> [CONSEGNA 1]:
Nella recensione del romanzo sugli zombie, come si chiama il siero che il dottor Herman Volker inietta a Homer Gibbon durante l'esecuzione?

La notte degli zombie

di Jonathan Maberry - pagine 334 - euro 14,37 - Delos Books

Siamo nella piccola Contea di Stebbings, in Pennsylvania. L’agente Desdemona “Dez” Fox e il sergente JT Hammond sono chiamati ad intervenire per una banale effrazione in una camera mortuaria. Arrivano sul posto e si trovano invece di fronte a un’efferata scena del crimine; la situazione precipita ulteriormente quando una presunta vittima della follia omicida assale Dez.
Ben presto, anche gli altri cadaveri si rianimano per avventarsi sugli increduli agenti, nel frattempo accorsi in forze ma del tutto impreparati per affrontare questo vero e proprio incubo.
Nel frattempo, il giornalista Billy Trout, ex fiamma di Dex, viene a scoprire che il dottor Herman Volker ha ideato la più crudele delle punizioni per Homer Gibbon, un serial killer condannato a morte per iniezione letale. Secondo Volker, la pena di morte non era abbastanza per Gibbon, quindi all’insaputa di tutti ha provveduto ad iniettare nelle sue vene durante l’esecuzione il siero denominato “Lucifero 113”, destinato a prolungarne l’agonia nella bara, trasformandolo in una specie di zombie senziente.

Il cadavere di Gibbon, inaspettatamente reclamato per la sepoltura, si è risvegliato proprio mentre l’impresario Lee Hartnup lo stava preparando nella camera mortuaria.
Se il libro vuole essere un omaggio a Romero, come dichiarato dallo stesso autore, in esso viene introdotta una novità di assoluto spessore: viene infatti ridefinita la figura stessa dello zombie, e questo già nelle prime pagine del libro. Se lo zombie è sempre stato visto come una creatura priva della seppur minima volontà e spinta unicamente dalla fame inestinguibile, l’autore introduce una condizione di consapevolezza ben più terribile della morte. Lee Hartnup è tra i primi contagiati, vaga trasformato in zombie insieme agli altri suoi simili, ma la coscienza delle proprie azioni è rimasta inalterata, essendogli invece negato il controllo del corpo. Diventa così egli stesso il primo testimone delle proprie efferatezze, nulla potendo fare per impedirle e desiderando ogni istante la morte definitiva. Il lettore si chiede, insieme allo sventurato Lee Hartnup, se questa impotente lucidità sia condivisa anche dagli altri sventurati “uomini vuoti”.

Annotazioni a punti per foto
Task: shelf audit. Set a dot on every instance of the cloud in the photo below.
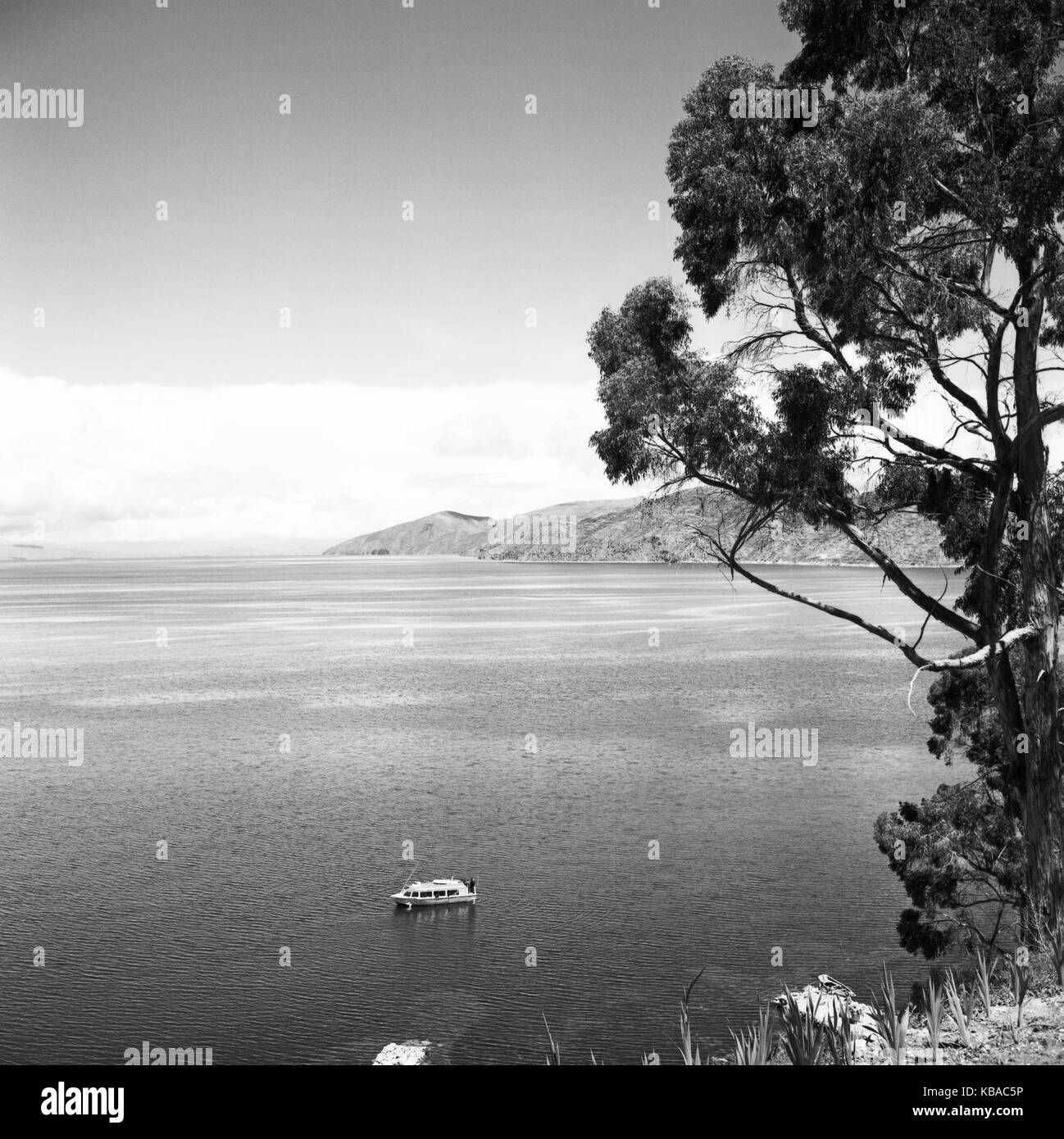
(330, 459)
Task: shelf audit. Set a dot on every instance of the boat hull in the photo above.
(409, 903)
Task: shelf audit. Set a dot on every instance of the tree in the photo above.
(911, 243)
(959, 855)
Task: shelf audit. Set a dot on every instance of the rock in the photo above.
(409, 1053)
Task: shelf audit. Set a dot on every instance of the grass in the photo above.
(955, 996)
(807, 1041)
(1021, 976)
(841, 1039)
(890, 1025)
(933, 1015)
(1054, 941)
(753, 1046)
(684, 1028)
(804, 1039)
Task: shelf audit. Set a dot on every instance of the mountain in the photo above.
(643, 530)
(446, 532)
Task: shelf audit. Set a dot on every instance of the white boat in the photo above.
(438, 892)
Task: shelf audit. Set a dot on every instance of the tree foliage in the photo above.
(911, 244)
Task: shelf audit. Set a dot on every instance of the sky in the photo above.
(162, 399)
(216, 321)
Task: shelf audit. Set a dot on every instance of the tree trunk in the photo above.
(1041, 796)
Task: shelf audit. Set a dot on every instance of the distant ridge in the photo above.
(444, 532)
(645, 530)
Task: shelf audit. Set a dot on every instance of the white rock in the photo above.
(409, 1051)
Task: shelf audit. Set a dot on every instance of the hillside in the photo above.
(444, 532)
(637, 530)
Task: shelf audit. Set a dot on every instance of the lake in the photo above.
(291, 728)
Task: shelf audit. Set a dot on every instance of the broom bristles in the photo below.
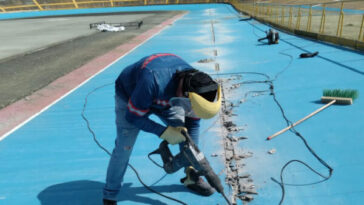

> [CONSEGNA 2]:
Trasforma in un elenco numerato le righe dei record comprese tra quella che contiene "hull in the photo above." e quella che contiene "(409, 1053)", entrambe incluse, tralasciando le righe vuote.

> [RISPOSTA 1]:
Il siero si chiama "Lucifero 113".

> [RISPOSTA 2]:
1. Task: shelf audit. Set a dot on every instance of the boat hull in the photo above.
2. (409, 903)
3. Task: shelf audit. Set a dot on every instance of the tree in the photo above.
4. (911, 243)
5. (959, 855)
6. Task: shelf audit. Set a dot on every instance of the rock in the photo above.
7. (409, 1053)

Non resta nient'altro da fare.